# [EXTRACTED MATERIAL]
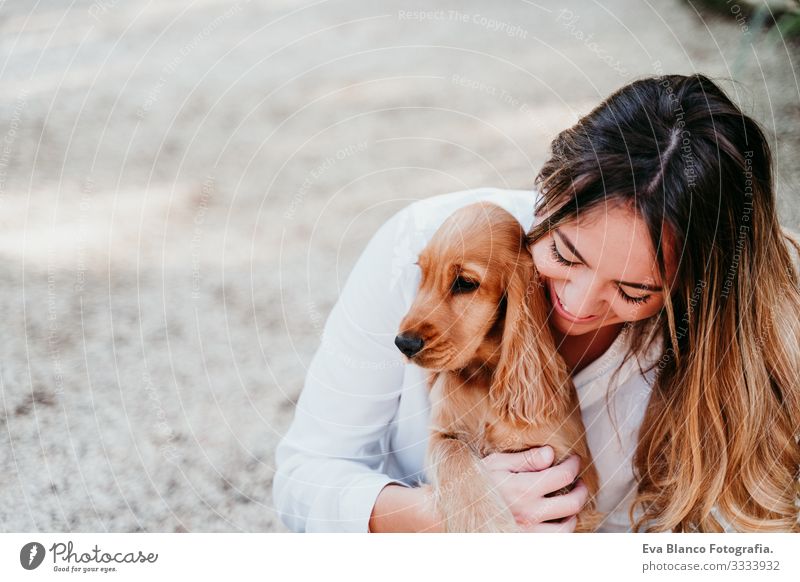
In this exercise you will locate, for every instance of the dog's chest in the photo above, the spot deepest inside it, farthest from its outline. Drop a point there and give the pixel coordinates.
(463, 409)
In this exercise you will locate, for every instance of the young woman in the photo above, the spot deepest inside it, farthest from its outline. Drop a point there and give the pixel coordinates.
(675, 303)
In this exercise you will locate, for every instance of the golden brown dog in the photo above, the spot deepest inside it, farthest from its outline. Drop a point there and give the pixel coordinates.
(479, 324)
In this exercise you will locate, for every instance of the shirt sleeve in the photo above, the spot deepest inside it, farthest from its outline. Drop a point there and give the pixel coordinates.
(327, 473)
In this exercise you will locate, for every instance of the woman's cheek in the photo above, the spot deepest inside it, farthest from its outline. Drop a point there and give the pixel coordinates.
(628, 312)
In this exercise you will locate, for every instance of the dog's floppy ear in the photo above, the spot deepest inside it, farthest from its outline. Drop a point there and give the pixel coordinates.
(530, 383)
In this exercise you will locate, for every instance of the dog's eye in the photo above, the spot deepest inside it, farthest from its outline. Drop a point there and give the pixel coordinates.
(462, 285)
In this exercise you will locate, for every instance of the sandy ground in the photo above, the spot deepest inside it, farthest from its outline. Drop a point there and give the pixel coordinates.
(185, 186)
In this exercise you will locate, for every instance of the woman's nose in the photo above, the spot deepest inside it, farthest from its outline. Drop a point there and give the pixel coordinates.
(581, 299)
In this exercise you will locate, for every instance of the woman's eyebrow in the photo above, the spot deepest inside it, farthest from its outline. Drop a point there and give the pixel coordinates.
(574, 251)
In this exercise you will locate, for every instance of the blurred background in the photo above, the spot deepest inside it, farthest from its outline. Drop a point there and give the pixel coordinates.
(184, 187)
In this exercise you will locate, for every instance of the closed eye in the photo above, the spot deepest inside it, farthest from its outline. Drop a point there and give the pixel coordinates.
(633, 300)
(558, 257)
(463, 285)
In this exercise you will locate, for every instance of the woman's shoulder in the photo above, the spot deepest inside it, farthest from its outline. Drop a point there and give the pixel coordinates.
(420, 219)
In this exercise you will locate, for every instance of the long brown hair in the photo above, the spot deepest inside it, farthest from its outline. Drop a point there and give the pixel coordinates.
(720, 434)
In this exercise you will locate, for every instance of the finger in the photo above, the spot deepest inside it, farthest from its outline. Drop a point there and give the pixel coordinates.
(564, 526)
(562, 506)
(561, 475)
(533, 459)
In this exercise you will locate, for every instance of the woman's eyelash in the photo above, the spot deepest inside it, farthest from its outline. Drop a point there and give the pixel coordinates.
(625, 297)
(633, 300)
(557, 256)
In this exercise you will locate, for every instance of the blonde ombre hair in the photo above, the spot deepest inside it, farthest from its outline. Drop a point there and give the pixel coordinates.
(719, 441)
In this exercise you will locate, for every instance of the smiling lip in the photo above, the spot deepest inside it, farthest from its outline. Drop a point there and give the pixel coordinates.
(556, 301)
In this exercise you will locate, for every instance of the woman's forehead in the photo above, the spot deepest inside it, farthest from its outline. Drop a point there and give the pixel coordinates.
(615, 242)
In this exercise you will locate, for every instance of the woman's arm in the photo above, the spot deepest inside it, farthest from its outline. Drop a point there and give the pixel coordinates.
(327, 475)
(404, 509)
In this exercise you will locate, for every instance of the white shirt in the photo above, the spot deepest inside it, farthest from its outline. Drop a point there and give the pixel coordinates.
(361, 421)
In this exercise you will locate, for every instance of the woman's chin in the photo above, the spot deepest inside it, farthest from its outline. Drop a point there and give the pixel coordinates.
(575, 328)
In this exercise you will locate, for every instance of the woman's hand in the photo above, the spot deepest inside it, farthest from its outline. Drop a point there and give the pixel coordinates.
(525, 477)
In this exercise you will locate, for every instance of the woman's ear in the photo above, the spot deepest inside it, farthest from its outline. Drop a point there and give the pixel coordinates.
(530, 383)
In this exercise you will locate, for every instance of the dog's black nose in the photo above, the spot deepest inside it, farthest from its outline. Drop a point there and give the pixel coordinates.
(409, 344)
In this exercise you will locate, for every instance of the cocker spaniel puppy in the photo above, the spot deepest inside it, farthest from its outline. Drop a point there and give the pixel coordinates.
(479, 324)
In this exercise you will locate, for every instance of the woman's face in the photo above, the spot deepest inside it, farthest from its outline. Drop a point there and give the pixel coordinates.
(600, 269)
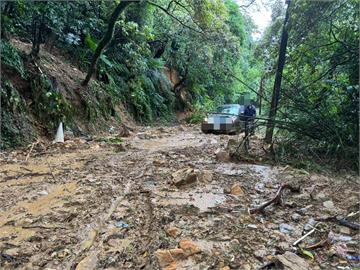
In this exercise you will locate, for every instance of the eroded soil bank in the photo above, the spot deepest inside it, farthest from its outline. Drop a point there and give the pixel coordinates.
(168, 202)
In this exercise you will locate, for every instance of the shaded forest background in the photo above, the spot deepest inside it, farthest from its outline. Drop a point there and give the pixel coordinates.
(166, 57)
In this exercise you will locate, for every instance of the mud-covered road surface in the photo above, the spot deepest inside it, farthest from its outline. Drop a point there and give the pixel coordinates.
(165, 201)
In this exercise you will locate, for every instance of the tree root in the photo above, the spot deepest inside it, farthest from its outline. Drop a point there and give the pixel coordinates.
(276, 199)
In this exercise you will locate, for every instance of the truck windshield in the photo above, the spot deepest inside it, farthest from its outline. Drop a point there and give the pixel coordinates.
(228, 110)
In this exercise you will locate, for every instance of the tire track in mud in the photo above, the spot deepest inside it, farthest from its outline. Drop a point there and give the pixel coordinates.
(89, 262)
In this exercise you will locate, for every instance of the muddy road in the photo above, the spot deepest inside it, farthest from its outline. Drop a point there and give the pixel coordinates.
(165, 201)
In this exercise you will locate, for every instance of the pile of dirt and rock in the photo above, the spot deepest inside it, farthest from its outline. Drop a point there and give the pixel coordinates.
(167, 202)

# [TASK OBJECTIVE]
Reproduce the records verbatim, omitting all images they contain.

# [FINAL RESULT]
In this exercise you will locate, for every instance of the dog's chest in the photo above, the spot deepest inside it, farthest from its outline. Drop a point there and give the pixel coordinates.
(463, 409)
In this exercise you will locate, for every instance of the young woman in the photo above, the spot deepest inside it, farthest from its outline. Drop a point there and give the pixel coordinates.
(675, 303)
In this exercise you will locate, for every instance of the golden brown dog in the photo above, the spot deepest inside it, farthest from its outline. Drop a point there and give the pixel coordinates.
(479, 324)
In this exercise you will locate, for every instance of the shirt sleeve in the photo above, the spot deepest inside it, farthest from its outline. Drop a point there and give the pixel coordinates.
(327, 473)
In this exercise you will locate, for every instance of the woman's cheek in the photo above, the spot deepest inside it, farthest from its outline. Drop a point there and give the pixel coordinates.
(628, 312)
In this exercise you will locate, for every instance of the dog's floppy ear in the photo above, the spot deepest inside it, farthest from its outline. Drop a point there and give the pixel coordinates.
(530, 383)
In this exercise you will locate, for every instance of the dog's eye in the photo above, the spot deepest inside it, farthest from its outline. Drop a point there and give the pixel coordinates.
(462, 285)
In this exercise you will locate, for every instance of the sandy ground in the photo above, the spot deepest inside it, farthest from its outline. Drop a point there and give the pixel coordinates.
(185, 186)
In this exercise you will locate, for every instance of the woman's nose in the photo above, the spot deepest inside it, farthest from its outline. Drop a point there and give the pixel coordinates.
(581, 299)
In this exercise you will locate, for every instance of the woman's eyebrow in the photo above, the spot deepest inside it, farthest from its outline. Drop a point there and give the pixel coordinates.
(574, 251)
In this exercise you will locate, for every instance of the blurred background in the photo above, the spot deepest inside it, farthest from its outline. Drop a point there and give the pixel coordinates.
(184, 187)
In this exercise you will locate, for every instance of the closed eye in the photo above, the spot deepest inside it, farthest from its outline. Drop a point there and give the pixel coordinates.
(633, 300)
(558, 257)
(463, 285)
In this exercise you will locate, for every instance of the woman's shoulder in the photo above, the spot deepest inside it, farthest from its outline. Drop a point there and give the pixel coordinates.
(420, 219)
In this exercise you will locate, for every instance of the long brown hair in the photo above, the spot deepest inside it, farthest from its outline. Drop a point there and give the pixel coordinates.
(720, 434)
In this exercise you will locate, for every instance of the finger in the photo above, the spot deepest inside it, farthest from its outline. Drop a point there and give the pixel coordinates.
(564, 526)
(562, 506)
(561, 475)
(533, 459)
In this exercise you will locate, for every instance of the woman's eyelash in the photo above, the spot deepest inside it, farthest from its outline. Drop a point there and give the pixel coordinates.
(625, 297)
(633, 300)
(557, 256)
In this exercise you will locate, for every instance of the blonde ombre hair in the photo above, the spot deepest inside it, farthest from its outline. Drop a point there and give the pixel coordinates.
(719, 441)
In this exercise you will locate, for every instance of the smiling lip in the photo above, the spot deepest inside it, farthest from its outline. Drop a point there and give the pixel coordinates.
(556, 301)
In this exercise you will locate, for every instance of the woman's forehead in the photo above, the spot deepest inside it, farthest from its outline. Drop a point there and give the pixel coordinates.
(615, 242)
In this exercise you will locate, for every instance of the woman's arm in the photo above, the spot deepest inside it, farthest from its outline. Drop a point there and give the pixel coordinates.
(327, 475)
(404, 509)
In this exercise you will locate, for every instance of the white shirt in the photo above, the spot deepest inside it, farthest from its outline. Drop a point there and give the pixel coordinates.
(361, 421)
In this exercise you will locate, for every instance of the woman's chin in the photo above, the spot deepest inside it, farthest from its outline. Drop a point there and give the pixel coordinates.
(575, 328)
In this exercise you will locate, for every instance of the woman's hand in the photo above, the spot deepest inside it, farthest from its outline. Drop a point there and give the pixel coordinates.
(525, 477)
In this exercise you will locate, for every instance of the woman's ear in the photo above, the spot deepest inside it, farthest from its outline. Drop a point there and give the pixel coordinates.
(530, 383)
In this exercise you will locate, for every instance of the dog's black nose in the photo above, the spot deepest inside it, farthest from its outline. Drop a point there and give the pixel coordinates.
(409, 344)
In this exercise you will locate, for every instance of the cocker spaniel puppy in the photo above, the spot deepest inside it, farthest from its outline. Drop a point there and give the pixel coordinates.
(479, 324)
In this exercise you will locate, for every instance of the woman's face in the photo above, the spot deepest inside it, farthest from its outline. Drop a point there and give the pixel coordinates.
(600, 269)
In this exercise you will locate, for every instance of the eroded soil bank in the photo above, the spot deepest inside it, farthest from its outline. Drop a point there and give the pixel coordinates.
(168, 202)
In this exercise you will locate, for every instance of the shaded forest background in the photo above, the spot deepest inside it, farthest from its outline. Drop a point there and give the pixel coordinates.
(166, 57)
In this exercise you will locate, for every instance of the mud-covered road surface in the photo above, the spot deepest inside it, farthest from its outline. Drop a point there and give the pixel coordinates.
(165, 201)
In this exercise you will locate, for every instance of the tree root in the photo above, the spot deepest inside it, farthest from its outline. Drop a point there and give the pixel coordinates.
(276, 199)
In this exercise you will locate, for every instance of the truck windshield in the photo above, the spot deepest inside it, farthest from its outline. Drop a point there and give the pixel coordinates.
(228, 110)
In this exercise you will locate, for every instance of the tire track in mud in the photo above, the spot deepest inside it, farthest from its outline. Drop a point there and give the pixel coordinates.
(89, 262)
In this exercise you will locate, for every instance of the muddy road in the photo above, the spot deepest inside it, farthest from its outline. Drop a point there and give the pixel coordinates.
(165, 201)
In this exercise you will locate, for every instance of the pile of dirt and rock in the photo above, the spot deepest inside it, farthest from its outline. Drop a point there and give the pixel coordinates.
(167, 202)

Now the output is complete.